Object pointing dataset rows

------------------------------

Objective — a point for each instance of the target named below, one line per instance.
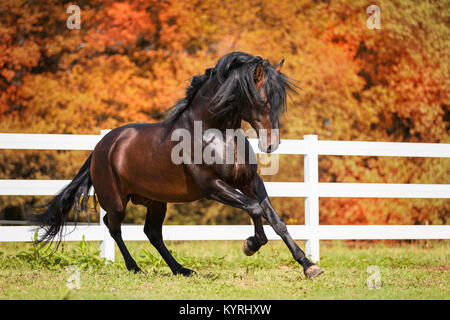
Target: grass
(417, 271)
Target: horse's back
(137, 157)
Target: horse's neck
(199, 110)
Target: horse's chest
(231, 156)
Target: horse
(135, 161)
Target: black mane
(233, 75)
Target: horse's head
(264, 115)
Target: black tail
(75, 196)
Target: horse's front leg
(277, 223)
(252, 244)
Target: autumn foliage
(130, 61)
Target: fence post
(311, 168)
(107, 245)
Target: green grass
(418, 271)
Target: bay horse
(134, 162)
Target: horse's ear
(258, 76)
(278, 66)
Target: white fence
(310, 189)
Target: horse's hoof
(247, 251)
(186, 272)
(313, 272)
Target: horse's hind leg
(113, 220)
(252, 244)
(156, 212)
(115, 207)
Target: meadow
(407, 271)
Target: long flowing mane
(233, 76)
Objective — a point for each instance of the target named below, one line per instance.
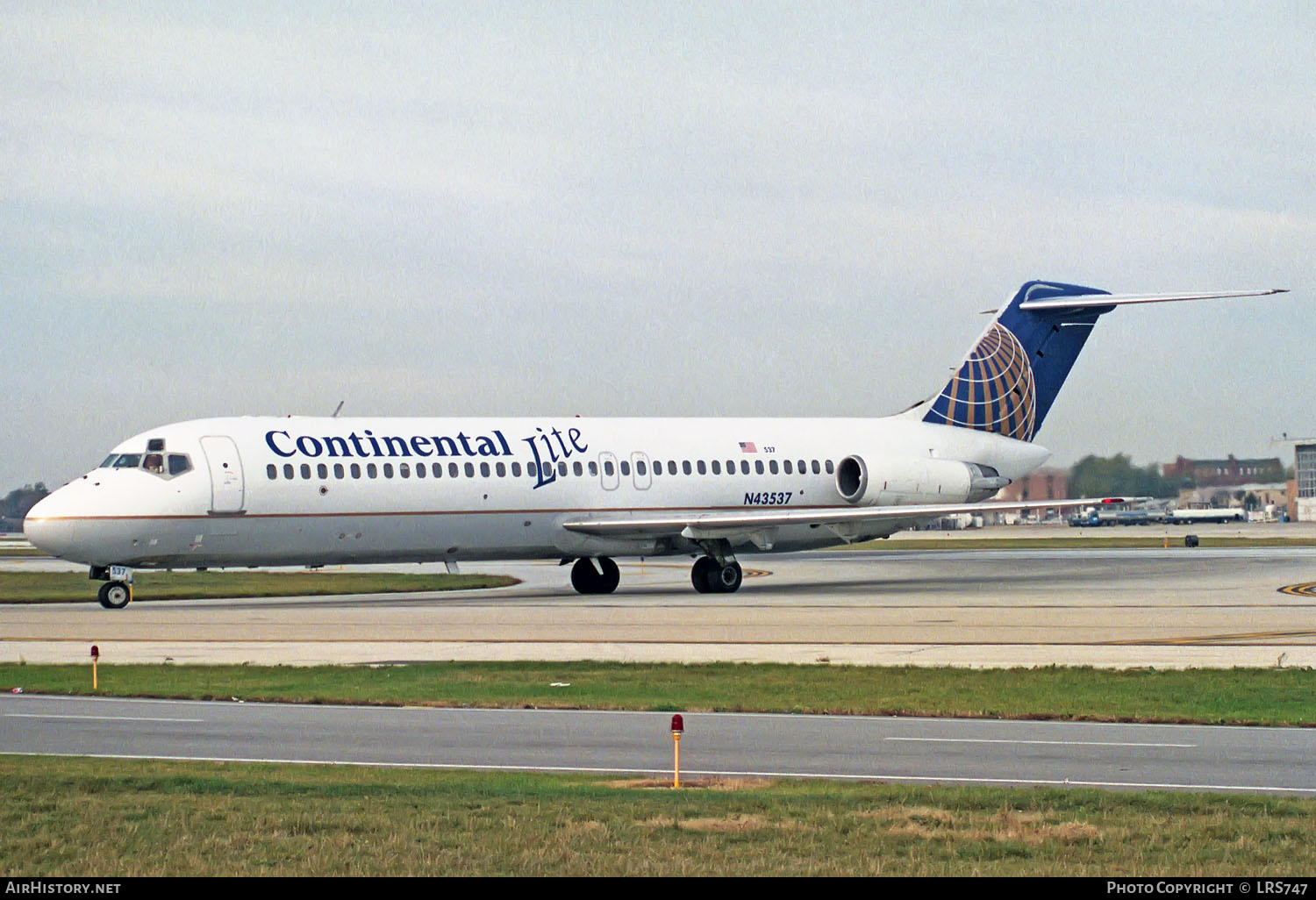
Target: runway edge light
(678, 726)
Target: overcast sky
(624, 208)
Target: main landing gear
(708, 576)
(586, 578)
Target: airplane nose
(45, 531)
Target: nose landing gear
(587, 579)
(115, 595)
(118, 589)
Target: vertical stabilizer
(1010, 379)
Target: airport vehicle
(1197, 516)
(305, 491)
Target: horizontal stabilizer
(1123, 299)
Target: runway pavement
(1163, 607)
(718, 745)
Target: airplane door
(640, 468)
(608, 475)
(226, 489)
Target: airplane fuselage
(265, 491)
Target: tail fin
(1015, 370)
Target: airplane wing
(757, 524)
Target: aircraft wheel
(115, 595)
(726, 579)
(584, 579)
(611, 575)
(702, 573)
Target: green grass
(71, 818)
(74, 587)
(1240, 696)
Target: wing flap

------------------------------

[What is required] Copy every one of the rows above word for word, leaving the pictures out of your answer.

[Result]
Objective — a point for each instance of the target named below, one line per instance.
Target: grass
(417, 271)
Target: horse's back
(137, 157)
Target: horse's neck
(199, 110)
Target: horse's chest
(231, 156)
Target: horse
(135, 161)
Target: black mane
(233, 75)
Target: horse's head
(264, 115)
Target: black tail
(75, 196)
Target: horse's front leg
(277, 223)
(252, 244)
Target: autumn foliage
(130, 61)
Target: fence post
(311, 168)
(107, 245)
Target: green grass
(418, 271)
Target: bay horse
(134, 162)
Target: horse's ear
(258, 76)
(278, 66)
Target: white fence
(310, 189)
Target: horse's hoof
(247, 251)
(186, 272)
(313, 272)
Target: horse's hind leg
(113, 220)
(252, 244)
(156, 212)
(115, 207)
Target: meadow
(407, 271)
Target: long flowing mane
(233, 76)
Objective — a point for each instance of the target named below, one line per instance.
Target: runway edge light
(678, 726)
Target: overcast sky
(624, 208)
Target: main landing gear
(708, 576)
(586, 578)
Target: airplane nose
(45, 531)
Target: nose landing gear
(587, 579)
(115, 595)
(118, 589)
Target: vertical stabilizer
(1010, 379)
Target: airport vehicle
(1197, 516)
(305, 491)
Target: horizontal stabilizer
(1123, 299)
Target: runway pavement
(1163, 607)
(718, 745)
Target: airplane door
(640, 468)
(608, 475)
(226, 489)
Target: airplane fuselage
(265, 491)
Target: tail fin
(1015, 370)
Target: airplane wing
(757, 524)
Target: aircraft wheel
(115, 595)
(726, 579)
(584, 579)
(611, 575)
(702, 573)
Target: green grass
(71, 818)
(74, 587)
(1240, 696)
Target: wing flap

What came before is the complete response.